EXERCISE BRIEF:
Rewrite the lines below as a numbered list, leaving out any blank lines.

Excerpts from point annotation data:
================

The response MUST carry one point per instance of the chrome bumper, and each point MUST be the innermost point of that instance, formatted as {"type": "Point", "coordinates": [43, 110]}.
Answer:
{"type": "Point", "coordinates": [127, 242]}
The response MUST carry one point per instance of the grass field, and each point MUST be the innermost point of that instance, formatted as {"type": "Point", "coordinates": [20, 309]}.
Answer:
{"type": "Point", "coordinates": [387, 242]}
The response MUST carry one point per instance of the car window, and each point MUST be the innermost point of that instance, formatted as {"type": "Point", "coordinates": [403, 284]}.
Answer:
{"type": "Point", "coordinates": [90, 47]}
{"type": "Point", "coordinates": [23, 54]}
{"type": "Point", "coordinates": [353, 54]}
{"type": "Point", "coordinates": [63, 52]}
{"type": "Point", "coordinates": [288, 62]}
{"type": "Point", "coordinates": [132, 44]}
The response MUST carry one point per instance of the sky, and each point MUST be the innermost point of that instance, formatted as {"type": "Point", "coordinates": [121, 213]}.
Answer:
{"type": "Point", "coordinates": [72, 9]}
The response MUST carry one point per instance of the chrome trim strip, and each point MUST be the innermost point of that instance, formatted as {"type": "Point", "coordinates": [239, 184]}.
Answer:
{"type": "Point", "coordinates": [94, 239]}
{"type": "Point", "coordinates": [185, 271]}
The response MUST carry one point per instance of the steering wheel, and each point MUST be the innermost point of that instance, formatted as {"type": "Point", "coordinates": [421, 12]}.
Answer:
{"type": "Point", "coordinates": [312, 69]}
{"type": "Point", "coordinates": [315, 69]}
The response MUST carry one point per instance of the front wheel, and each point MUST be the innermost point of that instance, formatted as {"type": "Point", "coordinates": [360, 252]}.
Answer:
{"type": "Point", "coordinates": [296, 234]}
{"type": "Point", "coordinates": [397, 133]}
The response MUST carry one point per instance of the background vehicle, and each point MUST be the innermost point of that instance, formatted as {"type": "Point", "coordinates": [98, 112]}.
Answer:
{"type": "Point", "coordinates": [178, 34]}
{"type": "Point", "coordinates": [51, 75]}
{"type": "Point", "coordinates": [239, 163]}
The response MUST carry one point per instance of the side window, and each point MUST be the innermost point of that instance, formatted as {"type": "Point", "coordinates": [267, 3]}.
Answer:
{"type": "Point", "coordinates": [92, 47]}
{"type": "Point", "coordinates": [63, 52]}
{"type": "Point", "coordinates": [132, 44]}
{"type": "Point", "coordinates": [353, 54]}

================

RESPONSE BELOW:
1. The response MUST carry one point per instance of the chrome bumper, and each point MUST be the innermost point of that instance, formatted as {"type": "Point", "coordinates": [43, 110]}.
2. Answer:
3. {"type": "Point", "coordinates": [127, 242]}
4. The response MUST carry one point per instance of the grass field, and each point MUST be the innermost point of that instance, formatted as {"type": "Point", "coordinates": [20, 309]}.
5. Answer:
6. {"type": "Point", "coordinates": [387, 242]}
7. The response MUST carry one point per instance of the car window, and each point MUST be the innermost point of that instance, formatted as {"type": "Point", "coordinates": [403, 284]}.
8. Answer:
9. {"type": "Point", "coordinates": [90, 47]}
10. {"type": "Point", "coordinates": [23, 54]}
11. {"type": "Point", "coordinates": [353, 54]}
12. {"type": "Point", "coordinates": [63, 52]}
13. {"type": "Point", "coordinates": [288, 62]}
14. {"type": "Point", "coordinates": [132, 44]}
15. The response MUST carry one point per instance of the sky, and each point MUST be the innermost point of that instance, formatted as {"type": "Point", "coordinates": [121, 213]}.
16. Answer:
17. {"type": "Point", "coordinates": [72, 9]}
18. The response MUST carry one point per instance of the chrome trim strip, and each point MUST be the innermost point of that instance, formatted as {"type": "Point", "coordinates": [239, 184]}.
19. Answer:
20. {"type": "Point", "coordinates": [94, 239]}
21. {"type": "Point", "coordinates": [185, 271]}
22. The response MUST carry one point per instance of the steering wheel, and each point MUST be the innermost point of that instance, formatted as {"type": "Point", "coordinates": [421, 12]}.
23. Answer:
24. {"type": "Point", "coordinates": [312, 69]}
25. {"type": "Point", "coordinates": [315, 69]}
26. The response MUST carry one point per instance of the front wheel, and each point MUST be the innermost point of that instance, formatted as {"type": "Point", "coordinates": [360, 252]}.
27. Answer:
28. {"type": "Point", "coordinates": [296, 234]}
29. {"type": "Point", "coordinates": [397, 133]}
30. The response MUST carry one point per instance of the background vehicle, and each point MUST be the innermost point of that instance, formatted as {"type": "Point", "coordinates": [98, 112]}.
31. Answer:
32. {"type": "Point", "coordinates": [178, 34]}
33. {"type": "Point", "coordinates": [51, 75]}
34. {"type": "Point", "coordinates": [239, 163]}
35. The response MUST carry one point per instance of the side window, and each point MUST be the innermost point of that instance, formatted as {"type": "Point", "coordinates": [267, 3]}.
36. Answer:
37. {"type": "Point", "coordinates": [92, 47]}
38. {"type": "Point", "coordinates": [63, 52]}
39. {"type": "Point", "coordinates": [132, 44]}
40. {"type": "Point", "coordinates": [353, 54]}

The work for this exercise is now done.